## Required task
Format the lines as a numbered list, leaving out any blank lines. Include only the part that opens with the line containing "like [(87, 207)]." and closes with the line containing "[(47, 138), (201, 233)]", both of those lines included.

──────── Data shown

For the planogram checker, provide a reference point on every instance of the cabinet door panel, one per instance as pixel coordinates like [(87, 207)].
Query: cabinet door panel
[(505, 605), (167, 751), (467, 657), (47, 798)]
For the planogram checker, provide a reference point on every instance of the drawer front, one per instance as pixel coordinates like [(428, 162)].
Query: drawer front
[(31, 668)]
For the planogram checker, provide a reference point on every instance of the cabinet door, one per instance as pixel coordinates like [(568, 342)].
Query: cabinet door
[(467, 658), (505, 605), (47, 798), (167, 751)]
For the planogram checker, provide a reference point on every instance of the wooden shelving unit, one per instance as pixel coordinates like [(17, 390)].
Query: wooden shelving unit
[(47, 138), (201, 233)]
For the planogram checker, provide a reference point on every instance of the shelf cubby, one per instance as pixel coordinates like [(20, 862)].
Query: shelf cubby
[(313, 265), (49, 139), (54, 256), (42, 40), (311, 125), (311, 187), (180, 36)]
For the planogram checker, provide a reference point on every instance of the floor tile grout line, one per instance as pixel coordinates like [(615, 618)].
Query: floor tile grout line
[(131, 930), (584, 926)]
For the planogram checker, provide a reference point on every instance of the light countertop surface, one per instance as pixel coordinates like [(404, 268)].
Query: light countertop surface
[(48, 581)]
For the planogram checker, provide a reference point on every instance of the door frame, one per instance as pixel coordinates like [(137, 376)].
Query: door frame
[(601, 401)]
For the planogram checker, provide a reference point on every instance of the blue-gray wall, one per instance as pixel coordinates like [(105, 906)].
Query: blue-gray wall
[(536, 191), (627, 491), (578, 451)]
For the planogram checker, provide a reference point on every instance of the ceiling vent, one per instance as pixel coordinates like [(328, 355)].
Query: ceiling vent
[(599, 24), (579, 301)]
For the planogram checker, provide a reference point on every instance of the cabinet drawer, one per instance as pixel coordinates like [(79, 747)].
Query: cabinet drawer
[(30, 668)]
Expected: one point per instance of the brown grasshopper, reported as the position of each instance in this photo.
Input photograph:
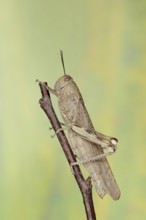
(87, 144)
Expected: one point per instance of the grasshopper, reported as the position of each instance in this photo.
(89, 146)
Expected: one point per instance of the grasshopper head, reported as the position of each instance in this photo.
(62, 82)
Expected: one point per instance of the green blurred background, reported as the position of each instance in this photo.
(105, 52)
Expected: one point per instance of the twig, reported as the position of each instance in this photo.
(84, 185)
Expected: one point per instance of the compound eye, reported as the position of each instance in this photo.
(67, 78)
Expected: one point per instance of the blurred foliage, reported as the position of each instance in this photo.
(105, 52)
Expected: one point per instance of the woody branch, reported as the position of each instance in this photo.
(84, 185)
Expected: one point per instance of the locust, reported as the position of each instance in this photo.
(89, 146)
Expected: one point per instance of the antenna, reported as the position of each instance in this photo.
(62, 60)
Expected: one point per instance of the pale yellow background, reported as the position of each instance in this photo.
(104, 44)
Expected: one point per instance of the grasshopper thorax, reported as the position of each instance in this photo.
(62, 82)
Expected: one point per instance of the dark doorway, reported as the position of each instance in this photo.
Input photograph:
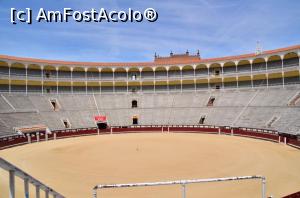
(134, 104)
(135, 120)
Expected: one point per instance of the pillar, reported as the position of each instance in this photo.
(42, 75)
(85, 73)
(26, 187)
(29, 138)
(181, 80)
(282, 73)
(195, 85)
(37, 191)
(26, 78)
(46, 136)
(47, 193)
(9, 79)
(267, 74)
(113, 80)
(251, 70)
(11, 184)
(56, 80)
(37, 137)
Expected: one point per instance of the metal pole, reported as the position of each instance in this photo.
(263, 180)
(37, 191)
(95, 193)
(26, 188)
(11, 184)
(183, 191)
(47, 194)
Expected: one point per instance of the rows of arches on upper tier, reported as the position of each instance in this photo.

────────────────
──────── Data shown

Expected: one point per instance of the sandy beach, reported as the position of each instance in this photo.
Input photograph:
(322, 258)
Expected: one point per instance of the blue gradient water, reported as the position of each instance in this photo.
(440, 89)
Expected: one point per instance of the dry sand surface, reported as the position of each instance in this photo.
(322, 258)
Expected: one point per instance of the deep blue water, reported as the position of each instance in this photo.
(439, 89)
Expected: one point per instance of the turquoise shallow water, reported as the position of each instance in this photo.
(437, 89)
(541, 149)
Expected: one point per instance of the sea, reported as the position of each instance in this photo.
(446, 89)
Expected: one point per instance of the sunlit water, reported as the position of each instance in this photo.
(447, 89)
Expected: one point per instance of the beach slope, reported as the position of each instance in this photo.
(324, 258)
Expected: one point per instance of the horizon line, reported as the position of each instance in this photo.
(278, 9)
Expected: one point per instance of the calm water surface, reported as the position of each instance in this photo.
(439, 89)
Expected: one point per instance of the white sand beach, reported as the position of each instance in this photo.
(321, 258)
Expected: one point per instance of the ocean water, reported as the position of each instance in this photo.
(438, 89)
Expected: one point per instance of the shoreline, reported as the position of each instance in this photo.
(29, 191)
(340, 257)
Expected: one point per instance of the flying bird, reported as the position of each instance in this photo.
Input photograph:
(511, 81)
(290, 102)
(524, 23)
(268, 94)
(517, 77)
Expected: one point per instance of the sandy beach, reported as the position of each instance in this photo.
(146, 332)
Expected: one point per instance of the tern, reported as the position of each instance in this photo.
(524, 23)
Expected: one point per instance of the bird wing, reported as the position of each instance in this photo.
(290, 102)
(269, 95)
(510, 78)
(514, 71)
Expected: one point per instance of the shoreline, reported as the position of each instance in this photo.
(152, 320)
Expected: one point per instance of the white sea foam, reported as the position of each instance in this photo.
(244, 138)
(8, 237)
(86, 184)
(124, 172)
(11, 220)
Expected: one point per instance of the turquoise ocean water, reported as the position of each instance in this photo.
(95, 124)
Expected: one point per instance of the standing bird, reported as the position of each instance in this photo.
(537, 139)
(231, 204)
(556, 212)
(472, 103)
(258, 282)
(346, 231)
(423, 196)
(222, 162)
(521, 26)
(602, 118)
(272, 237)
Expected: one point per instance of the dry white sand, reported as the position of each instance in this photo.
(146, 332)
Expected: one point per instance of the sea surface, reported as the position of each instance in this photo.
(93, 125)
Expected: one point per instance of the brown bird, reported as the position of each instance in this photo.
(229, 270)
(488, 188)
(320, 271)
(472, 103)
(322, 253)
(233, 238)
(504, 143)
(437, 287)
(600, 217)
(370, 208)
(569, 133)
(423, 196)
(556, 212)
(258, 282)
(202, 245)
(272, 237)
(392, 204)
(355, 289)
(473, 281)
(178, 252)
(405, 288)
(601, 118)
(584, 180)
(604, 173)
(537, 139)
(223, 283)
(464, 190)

────────────────

## Result
1. For the planogram checker, provide a reference point on every instance of the cabinet door panel, one per instance as pixel coordinates like [(87, 207)].
2. Query: cabinet door panel
3. [(505, 605), (167, 751), (467, 657), (47, 798)]
4. For the planogram checker, provide a reference point on every instance of the drawer front, one per instance as pixel coordinates like [(428, 162)].
5. Query: drawer front
6. [(31, 668)]
7. For the planogram checker, provide a reference point on every instance of the cabinet door, one per instance as pixel coordinates like [(568, 342)].
8. Query: cabinet door
9. [(467, 658), (505, 605), (47, 798), (167, 751)]
10. For the planogram checker, provide a reference point on every instance of the wooden shelving unit, one per instance as pixel coordinates like [(17, 390)].
11. Query: wooden shelving unit
12. [(47, 138), (201, 233)]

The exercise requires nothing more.